--- OBJECTIF ÉNONCÉ A ---
D'après le passage source sur « Corpus prophetae », chez quel éditeur paraît ce premier thriller ?

--- PASSAGE SOURCE ---
------

Premier roman de Matt Verdier, premier thriller aux Éditions Mnémos, « Corpus prophetae » a tout pour intriguer. Un jeune homme est sélectionné pour plonger dans le passé et se faire le biographe du Christ. L’éditeur nous vante une intrigue complexe, un personnage « prisonnier d’un présent qu’il déteste, traqué par un passé qui l’a brisé et rattrapé par un futur impossible, qui entrouvre la porte d’un des plus grands mystères de l’humanité. » Un point sur l’affaire après quelques allers-retours sur la trame fragile du temps et au long de quatre cents pages bien fournies.

------

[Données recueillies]

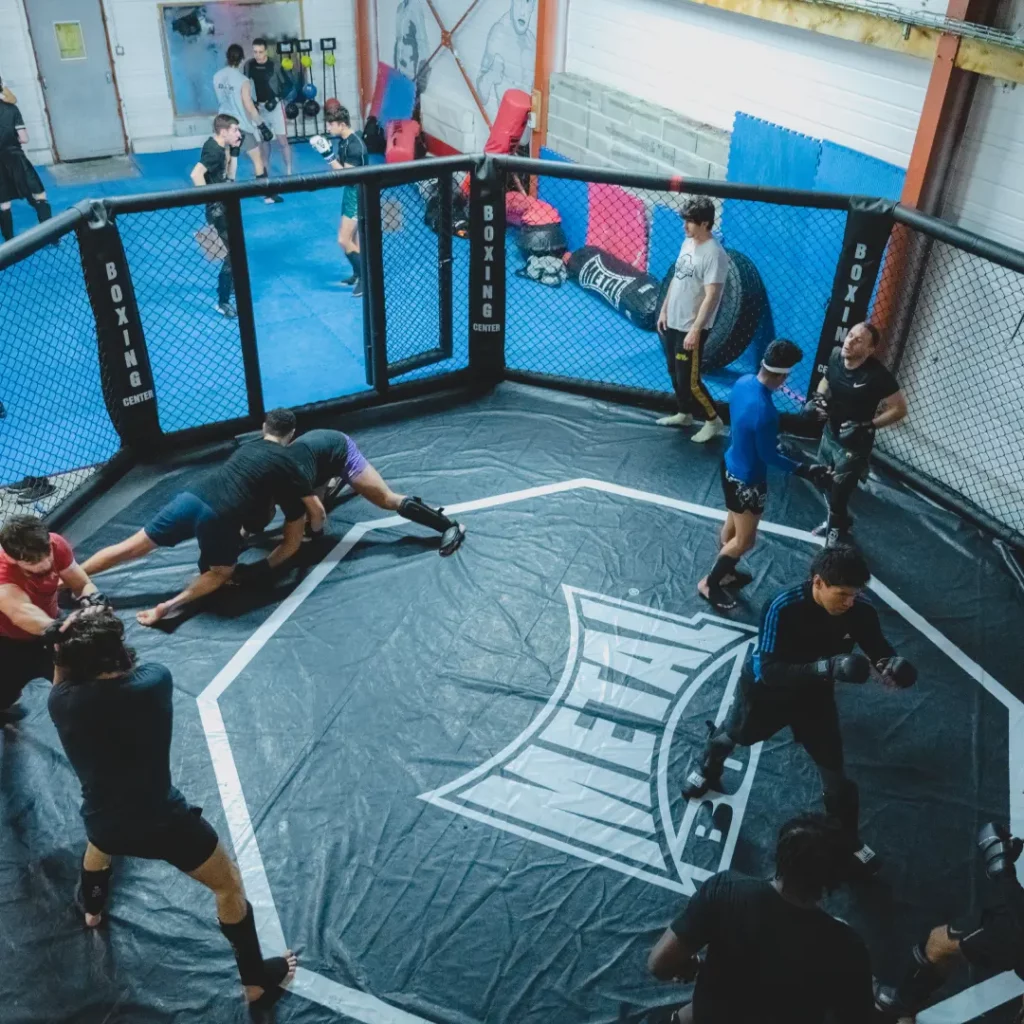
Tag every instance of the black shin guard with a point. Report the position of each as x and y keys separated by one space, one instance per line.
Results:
x=912 y=993
x=95 y=889
x=43 y=210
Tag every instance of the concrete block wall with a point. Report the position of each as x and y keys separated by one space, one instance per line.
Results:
x=596 y=124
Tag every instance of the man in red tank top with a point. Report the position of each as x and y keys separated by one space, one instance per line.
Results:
x=34 y=565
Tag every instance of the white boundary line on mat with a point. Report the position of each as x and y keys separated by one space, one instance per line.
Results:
x=966 y=1006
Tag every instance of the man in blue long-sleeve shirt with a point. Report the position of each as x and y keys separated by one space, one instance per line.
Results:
x=744 y=470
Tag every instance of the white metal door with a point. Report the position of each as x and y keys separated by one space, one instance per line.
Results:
x=78 y=80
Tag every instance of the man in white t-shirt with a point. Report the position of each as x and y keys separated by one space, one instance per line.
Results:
x=688 y=314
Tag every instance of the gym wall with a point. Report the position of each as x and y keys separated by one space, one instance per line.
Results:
x=17 y=69
x=707 y=65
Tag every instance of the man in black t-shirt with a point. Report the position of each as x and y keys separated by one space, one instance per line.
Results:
x=269 y=84
x=330 y=460
x=214 y=509
x=991 y=941
x=805 y=646
x=856 y=396
x=351 y=152
x=17 y=177
x=115 y=721
x=216 y=165
x=772 y=954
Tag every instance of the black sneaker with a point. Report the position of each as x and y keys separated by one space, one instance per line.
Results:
x=41 y=488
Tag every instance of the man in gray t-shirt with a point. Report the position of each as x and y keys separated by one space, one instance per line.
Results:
x=688 y=314
x=235 y=97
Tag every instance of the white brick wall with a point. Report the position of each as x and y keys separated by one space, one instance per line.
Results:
x=598 y=125
x=17 y=69
x=707 y=65
x=134 y=25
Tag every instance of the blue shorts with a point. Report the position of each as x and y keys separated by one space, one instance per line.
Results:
x=186 y=516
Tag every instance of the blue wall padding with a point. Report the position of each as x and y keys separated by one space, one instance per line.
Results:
x=666 y=237
x=795 y=249
x=845 y=170
x=570 y=199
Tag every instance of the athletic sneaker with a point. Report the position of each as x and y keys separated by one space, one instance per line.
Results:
x=41 y=488
x=676 y=420
x=712 y=428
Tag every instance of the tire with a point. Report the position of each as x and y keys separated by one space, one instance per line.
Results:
x=743 y=302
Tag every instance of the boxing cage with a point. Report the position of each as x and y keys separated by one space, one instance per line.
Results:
x=100 y=370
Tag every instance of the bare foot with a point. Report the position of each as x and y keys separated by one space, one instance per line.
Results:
x=254 y=992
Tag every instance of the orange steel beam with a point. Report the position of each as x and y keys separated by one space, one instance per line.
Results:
x=365 y=50
x=547 y=34
x=943 y=120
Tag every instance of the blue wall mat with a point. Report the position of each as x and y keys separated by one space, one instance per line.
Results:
x=845 y=170
x=570 y=199
x=797 y=264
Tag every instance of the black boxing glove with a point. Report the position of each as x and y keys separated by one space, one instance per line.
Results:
x=999 y=850
x=897 y=672
x=818 y=474
x=844 y=669
x=853 y=434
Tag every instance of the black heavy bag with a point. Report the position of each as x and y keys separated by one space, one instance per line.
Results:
x=632 y=292
x=743 y=302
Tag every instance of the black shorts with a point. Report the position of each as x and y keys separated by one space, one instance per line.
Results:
x=741 y=497
x=759 y=712
x=23 y=660
x=182 y=838
x=17 y=177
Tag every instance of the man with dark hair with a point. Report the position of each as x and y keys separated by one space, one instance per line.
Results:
x=216 y=166
x=856 y=396
x=991 y=941
x=115 y=720
x=772 y=954
x=270 y=83
x=351 y=152
x=235 y=97
x=18 y=178
x=331 y=460
x=753 y=449
x=687 y=315
x=34 y=565
x=214 y=510
x=805 y=646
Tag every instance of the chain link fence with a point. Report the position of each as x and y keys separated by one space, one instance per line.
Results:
x=590 y=313
x=176 y=258
x=54 y=429
x=962 y=368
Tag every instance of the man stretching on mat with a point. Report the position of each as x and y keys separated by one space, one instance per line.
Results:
x=34 y=565
x=214 y=509
x=992 y=941
x=115 y=720
x=688 y=314
x=754 y=446
x=856 y=396
x=17 y=177
x=330 y=460
x=773 y=955
x=805 y=646
x=351 y=153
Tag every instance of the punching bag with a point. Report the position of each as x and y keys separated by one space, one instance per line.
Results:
x=630 y=291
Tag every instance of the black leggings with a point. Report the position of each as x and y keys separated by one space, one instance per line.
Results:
x=684 y=370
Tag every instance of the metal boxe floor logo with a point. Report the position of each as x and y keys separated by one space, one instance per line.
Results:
x=590 y=775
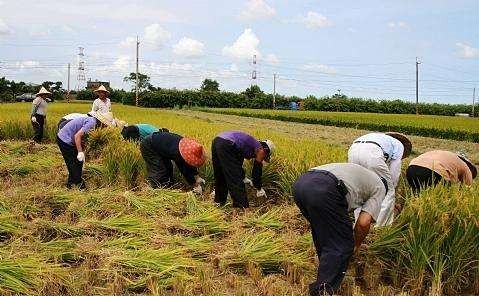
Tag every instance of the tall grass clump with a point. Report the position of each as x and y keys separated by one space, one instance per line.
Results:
x=122 y=159
x=434 y=244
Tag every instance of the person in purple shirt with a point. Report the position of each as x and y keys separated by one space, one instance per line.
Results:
x=69 y=140
x=229 y=150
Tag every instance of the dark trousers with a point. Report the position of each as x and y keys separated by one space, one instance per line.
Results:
x=38 y=128
x=420 y=177
x=159 y=169
x=229 y=173
x=74 y=166
x=62 y=123
x=321 y=203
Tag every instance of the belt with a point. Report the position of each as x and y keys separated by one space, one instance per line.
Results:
x=339 y=183
x=386 y=155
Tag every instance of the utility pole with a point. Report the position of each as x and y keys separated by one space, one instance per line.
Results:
x=274 y=91
x=253 y=73
x=136 y=83
x=417 y=86
x=68 y=84
x=473 y=100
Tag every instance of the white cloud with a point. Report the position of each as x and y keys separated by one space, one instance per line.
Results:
x=39 y=31
x=123 y=63
x=156 y=36
x=313 y=20
x=189 y=48
x=26 y=64
x=234 y=68
x=320 y=68
x=398 y=25
x=244 y=47
x=129 y=42
x=257 y=9
x=271 y=59
x=466 y=51
x=4 y=29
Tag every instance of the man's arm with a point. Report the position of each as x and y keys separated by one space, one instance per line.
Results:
x=361 y=229
x=395 y=168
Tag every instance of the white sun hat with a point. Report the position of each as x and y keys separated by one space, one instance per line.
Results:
x=101 y=88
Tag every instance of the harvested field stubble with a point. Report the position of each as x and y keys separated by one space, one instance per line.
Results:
x=122 y=238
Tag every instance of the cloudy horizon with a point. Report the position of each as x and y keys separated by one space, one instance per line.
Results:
x=315 y=47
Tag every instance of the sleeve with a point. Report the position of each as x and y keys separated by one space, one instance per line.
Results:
x=188 y=172
x=465 y=176
x=372 y=206
x=395 y=169
x=94 y=107
x=88 y=125
x=257 y=174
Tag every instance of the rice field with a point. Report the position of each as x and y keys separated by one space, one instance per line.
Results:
x=122 y=238
x=456 y=128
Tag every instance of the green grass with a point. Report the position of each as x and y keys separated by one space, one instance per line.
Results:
x=456 y=128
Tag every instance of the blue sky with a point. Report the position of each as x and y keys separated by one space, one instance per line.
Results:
x=364 y=48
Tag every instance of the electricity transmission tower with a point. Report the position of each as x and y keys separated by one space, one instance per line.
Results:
x=81 y=69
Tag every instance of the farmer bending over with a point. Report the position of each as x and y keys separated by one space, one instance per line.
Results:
x=229 y=150
x=69 y=140
x=326 y=195
x=430 y=168
x=39 y=114
x=161 y=148
x=382 y=153
x=139 y=131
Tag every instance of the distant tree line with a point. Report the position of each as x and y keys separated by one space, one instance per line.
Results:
x=210 y=95
x=9 y=89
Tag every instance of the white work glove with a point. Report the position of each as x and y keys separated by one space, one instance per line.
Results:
x=260 y=193
x=81 y=156
x=198 y=189
x=248 y=181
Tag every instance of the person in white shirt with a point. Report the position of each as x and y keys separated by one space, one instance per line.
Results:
x=102 y=103
x=325 y=196
x=382 y=153
x=39 y=113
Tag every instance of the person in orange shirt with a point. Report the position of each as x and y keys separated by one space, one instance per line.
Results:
x=430 y=168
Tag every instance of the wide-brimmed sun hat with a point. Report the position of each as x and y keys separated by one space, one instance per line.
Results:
x=120 y=123
x=192 y=152
x=105 y=118
x=43 y=91
x=270 y=147
x=469 y=163
x=404 y=141
x=101 y=88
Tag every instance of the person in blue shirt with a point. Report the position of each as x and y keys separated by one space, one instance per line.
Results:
x=138 y=132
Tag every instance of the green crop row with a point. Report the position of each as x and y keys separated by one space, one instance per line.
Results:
x=453 y=128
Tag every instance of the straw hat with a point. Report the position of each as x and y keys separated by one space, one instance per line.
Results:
x=43 y=91
x=105 y=118
x=405 y=142
x=469 y=163
x=101 y=88
x=268 y=144
x=120 y=123
x=192 y=152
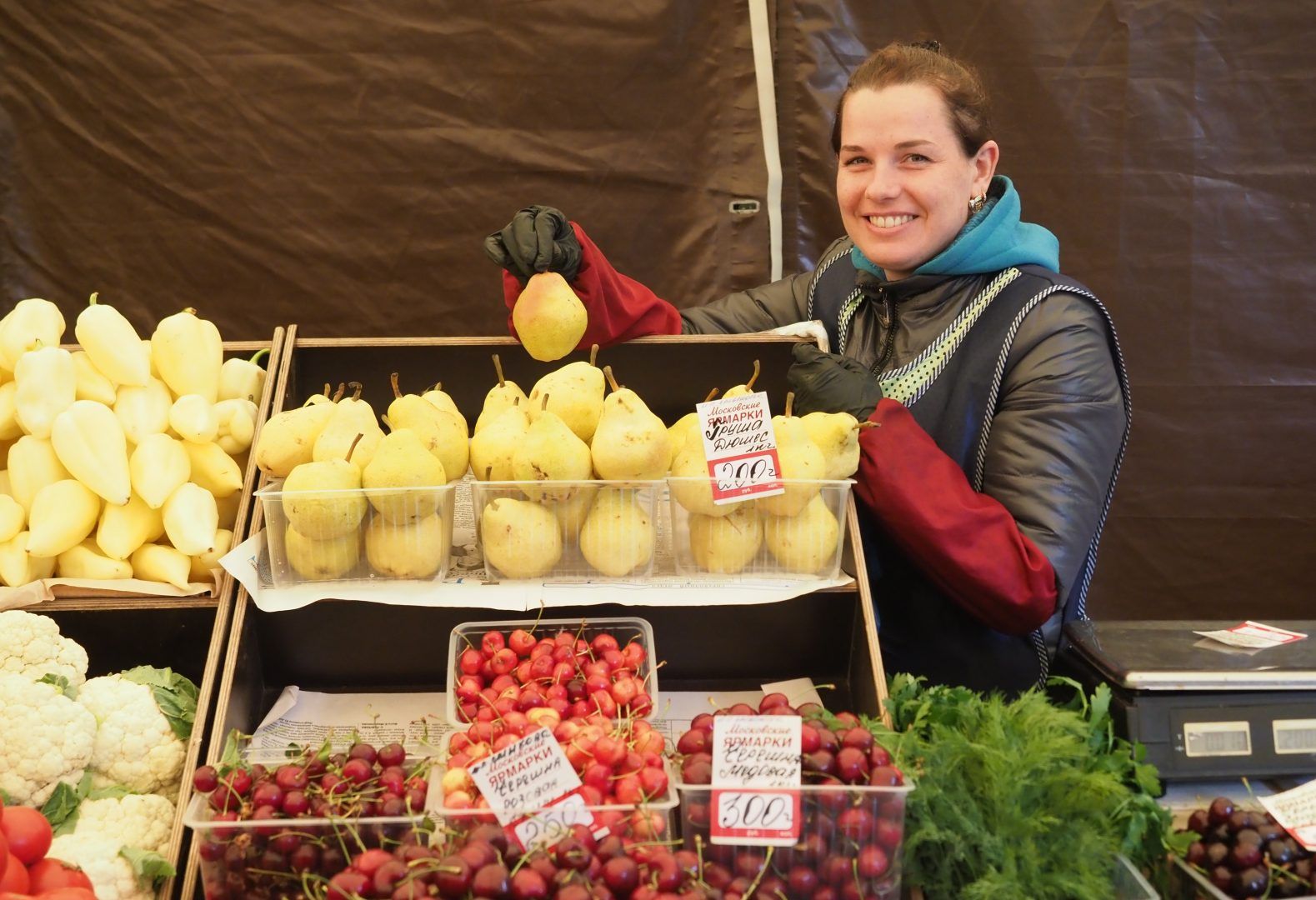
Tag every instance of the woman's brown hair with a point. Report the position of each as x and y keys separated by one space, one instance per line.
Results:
x=923 y=63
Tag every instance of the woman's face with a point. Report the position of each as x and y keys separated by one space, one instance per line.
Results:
x=903 y=181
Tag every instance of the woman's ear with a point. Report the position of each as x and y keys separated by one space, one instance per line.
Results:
x=984 y=166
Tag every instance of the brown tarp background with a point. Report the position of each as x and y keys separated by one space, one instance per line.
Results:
x=338 y=165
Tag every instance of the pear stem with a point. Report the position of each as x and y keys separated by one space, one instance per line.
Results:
x=353 y=447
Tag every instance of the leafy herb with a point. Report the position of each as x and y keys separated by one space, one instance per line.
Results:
x=174 y=693
x=1018 y=798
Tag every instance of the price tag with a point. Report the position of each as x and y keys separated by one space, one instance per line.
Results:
x=532 y=774
x=753 y=758
x=547 y=828
x=741 y=448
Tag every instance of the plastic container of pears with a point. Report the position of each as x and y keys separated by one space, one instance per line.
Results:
x=361 y=534
x=798 y=533
x=568 y=531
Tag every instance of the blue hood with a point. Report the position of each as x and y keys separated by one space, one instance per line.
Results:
x=993 y=238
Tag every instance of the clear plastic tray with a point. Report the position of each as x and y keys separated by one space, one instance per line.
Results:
x=838 y=822
x=568 y=531
x=468 y=634
x=357 y=536
x=749 y=541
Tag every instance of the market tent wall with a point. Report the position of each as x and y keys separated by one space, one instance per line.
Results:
x=338 y=168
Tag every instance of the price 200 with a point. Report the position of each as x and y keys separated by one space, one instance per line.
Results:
x=756 y=811
x=738 y=472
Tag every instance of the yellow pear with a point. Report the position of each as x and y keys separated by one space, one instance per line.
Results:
x=323 y=499
x=838 y=436
x=402 y=461
x=691 y=484
x=678 y=432
x=318 y=561
x=493 y=448
x=18 y=568
x=438 y=398
x=549 y=318
x=800 y=459
x=618 y=536
x=443 y=433
x=500 y=397
x=806 y=542
x=631 y=442
x=123 y=529
x=572 y=512
x=352 y=418
x=727 y=543
x=550 y=452
x=520 y=538
x=575 y=395
x=411 y=550
x=748 y=388
x=288 y=438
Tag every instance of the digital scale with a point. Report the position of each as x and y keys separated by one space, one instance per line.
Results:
x=1203 y=709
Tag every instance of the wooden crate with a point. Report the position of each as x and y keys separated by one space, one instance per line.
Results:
x=343 y=647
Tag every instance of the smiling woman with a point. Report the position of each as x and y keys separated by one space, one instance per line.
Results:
x=997 y=381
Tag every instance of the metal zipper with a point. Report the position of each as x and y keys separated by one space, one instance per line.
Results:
x=888 y=316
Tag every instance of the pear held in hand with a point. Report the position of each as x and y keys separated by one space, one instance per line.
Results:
x=549 y=318
x=631 y=442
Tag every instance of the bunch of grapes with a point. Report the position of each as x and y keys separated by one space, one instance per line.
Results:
x=1248 y=854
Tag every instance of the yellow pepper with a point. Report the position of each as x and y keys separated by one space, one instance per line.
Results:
x=47 y=384
x=31 y=324
x=243 y=379
x=188 y=352
x=113 y=343
x=91 y=445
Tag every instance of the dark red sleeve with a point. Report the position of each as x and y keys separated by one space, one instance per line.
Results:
x=618 y=307
x=966 y=542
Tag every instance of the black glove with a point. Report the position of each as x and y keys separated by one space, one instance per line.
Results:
x=827 y=382
x=538 y=240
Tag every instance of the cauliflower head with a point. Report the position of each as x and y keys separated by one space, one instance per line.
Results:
x=136 y=745
x=111 y=875
x=45 y=738
x=136 y=820
x=32 y=647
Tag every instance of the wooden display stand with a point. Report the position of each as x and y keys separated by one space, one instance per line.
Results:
x=186 y=634
x=343 y=647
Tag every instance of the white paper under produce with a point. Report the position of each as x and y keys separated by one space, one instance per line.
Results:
x=466 y=588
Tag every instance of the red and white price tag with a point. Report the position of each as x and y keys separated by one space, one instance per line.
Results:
x=741 y=448
x=532 y=788
x=756 y=763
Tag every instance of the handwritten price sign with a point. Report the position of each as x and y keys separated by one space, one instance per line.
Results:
x=741 y=448
x=758 y=818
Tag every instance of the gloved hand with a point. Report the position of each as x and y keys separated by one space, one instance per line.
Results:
x=538 y=240
x=828 y=382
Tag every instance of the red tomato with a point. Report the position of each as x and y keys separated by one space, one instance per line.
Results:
x=53 y=874
x=68 y=893
x=28 y=832
x=15 y=877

------

--- OBJECTIF ÉNONCÉ B ---
Parmi les lignes de données, recopiez à l'identique la portion qui s'ouvre sur la ligne contenant « Tag every instance of the plastic » et se clôt sur celle contenant « x=993 y=238 », ces deux lignes comprises.

--- RÉSULTAT OBTENU A ---
Aux Éditions Mnémos.

--- RÉSULTAT OBTENU B ---
Tag every instance of the plastic container of pears with a point. Report the position of each as x and y keys separated by one space, one instance per line.
Results:
x=361 y=534
x=798 y=533
x=568 y=531
Tag every instance of the blue hood with a point. Report the position of each as x and y keys separated by one space, one instance per line.
Results:
x=993 y=238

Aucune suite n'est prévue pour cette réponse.